Tasks and exercises:
1) In the post about the Unions Wellington survey, what does the author see as the solution for people whose full-time work doesn't cover a warm, dry home and food?
2) Rewrite the paragraph of the post about the Unions Wellington survey that begins "One of the greatest parts of being involved" as a short list that keeps its main facts.
3) Write the next part of the post about the Unions Wellington survey, following on from its last line.

Article:
Unions Wellington sent me a survey a few weeks ago, asking my views on a range of issues relevant to their members. Many organisations do this as a way to inform their supporters votes in the upcoming election.
I vote to the right of centre, so I knew they weren't going to like my answers or give me an endorsement.
I do think it is really important that we make an effort to engage with people we disagree with. If we want to depolarise our society we have to find ways to talk to one another, and so I gave a their survey a full response.
One of the greatest parts of being involved with The Opportunities Party was that there were people from the right and left involved. We came face to face with our different ways of framing conversations, which can often make it seem like we are much further apart on issues than we actually are. Trying to find ways to talk to one another across that divide is almost like learning to translate from one language to another. You have to think about how to say things so that the other person will understand your point without pushing any of their buttons that generate a visceral response.
That's what I was genuinely trying to do when I responded to the Unions Wellington survey. I wanted to clearly articulate where I agree with them and where we disagree, without pushing any of their buttons.
Reading the conversation on Twitter today, I clearly failed to achieve that, though it wasn't through lack of trying.
Since there is always something to learn from our failures, I thought it might be interesting to go back and look at what I actually wrote, discuss what I thought I was saying, and what Unions Wellington apparently heard, based on their Twitter replies.
I will just focus on the first question and answer as an illustration. (My full replies are on their website.)
Do you support a living wage for all staff directly employed by the council?
Do you support a living wage for all contractors employed by the council?
Do you support a living wage for all staff employed by the council controlled organisations?
People should not be in a position where working full time leaves them unable to afford a warm, dry home, and food for their families. New Zealand’s minimum wage is comparatively high by international standards, yet many people find themselves in this position. I believe the solution is to reduce the proportion of income taken by housing costs, rather than universally raising wages.
I applaud the campaign for a living wage and look forward to negotiating about the living wage with unions. I pledge to keep workers who are now receiving the living wage at that rate. I will not commit to any future changes.
What was I trying to say here?

Given information:

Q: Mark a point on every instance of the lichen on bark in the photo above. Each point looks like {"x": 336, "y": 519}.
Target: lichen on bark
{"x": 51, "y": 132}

Final answers:
1) The author's solution is to reduce the proportion of income taken by housing costs rather than raising wages universally.

2)
- The Opportunities Party included people from both the right and the left, which the author counts among its greatest parts.
- Members came face to face with their different ways of framing conversations.
- These differences can make people seem much further apart on issues than they actually are.
- Talking across that divide is almost like translating from one language to another.
- It means choosing words so the other person understands the point without a visceral reaction.

3)
To start with I wanted to focus on areas of agreement - I agree there is a problem when people working full time can't afford the basics of life. Then I identify where we disagree - on solutions. Unions are campaigning for higher wages through the living wage as a way to close the gap between income and living costs. It's not my preferred solution for city councils. My emphasis will be to try to close the gap by lowering housing costs - an area local councils have a lot of influence over through planning rules and directly building more housing.
I believe unions are an important part of our society - they do good work and it should be easy for people to join them. However as an employer I believe that when the city council is negotiating wages they should sit across the table from the union, rather than on the same side. The characteristics of a wage negotiation is that the process is adversarial. I want unions to be a strong adversary advocating for their members.
What did Unions Wellington hear?
According to their responses on Twitter I was "implying the minimum wage is too high." In another tweet they said "Well, yes, New Zealand workers do get paid more than indentured child labourers in Bangladesh. Not disputing that as fact, but in our view its pretty concerning (and frankly weird) that that is what first came to mind when we asked you if you supported the Living Wage."
This is the part where I struggle. It's a pretty big misrepresentation of what I said, and the urge to hit back is strong. Instead, I'm going to try to see things from their point of view.
I could have done better when I said the minimum wage is comparatively high by international standards. I should have been more specific and said that our minimum wage is high as a percentage of the median wage. I intended it as a factual observation, rather than a suggestion that it was too high. I'm a policy wonk moving into politics, so I've been trying to reduce the technical details in what I write, which is why I chose not to include that. It honestly never occurred to me that anyone would think I was talking about absolute rather than relative amounts.
For the record, I had the OECD in mind when I responded to the survey, as it's a much better set of countries for us to compare ourselves with. Based on 2018 data, only six countries in the OECD have a higher minimum wage relative to median wage - Chile, Colombia, France, Portugal, Turkey, and Costa Rica. I do not think we should be comparing our minimum wage rates with those of Bangladesh.
Thanks Unions Wellington for all that you do advocating for workers' rights and our lowest paid workers. Sorry that I pushed your buttons with my survey responses.
Like many, when I have an experience like this I just want to throw some shade and go back to the people who agree with me on whatever the issue is. But that won't get us anywhere. So instead I will roll up my sleeves and try to do better at expressing myself next time.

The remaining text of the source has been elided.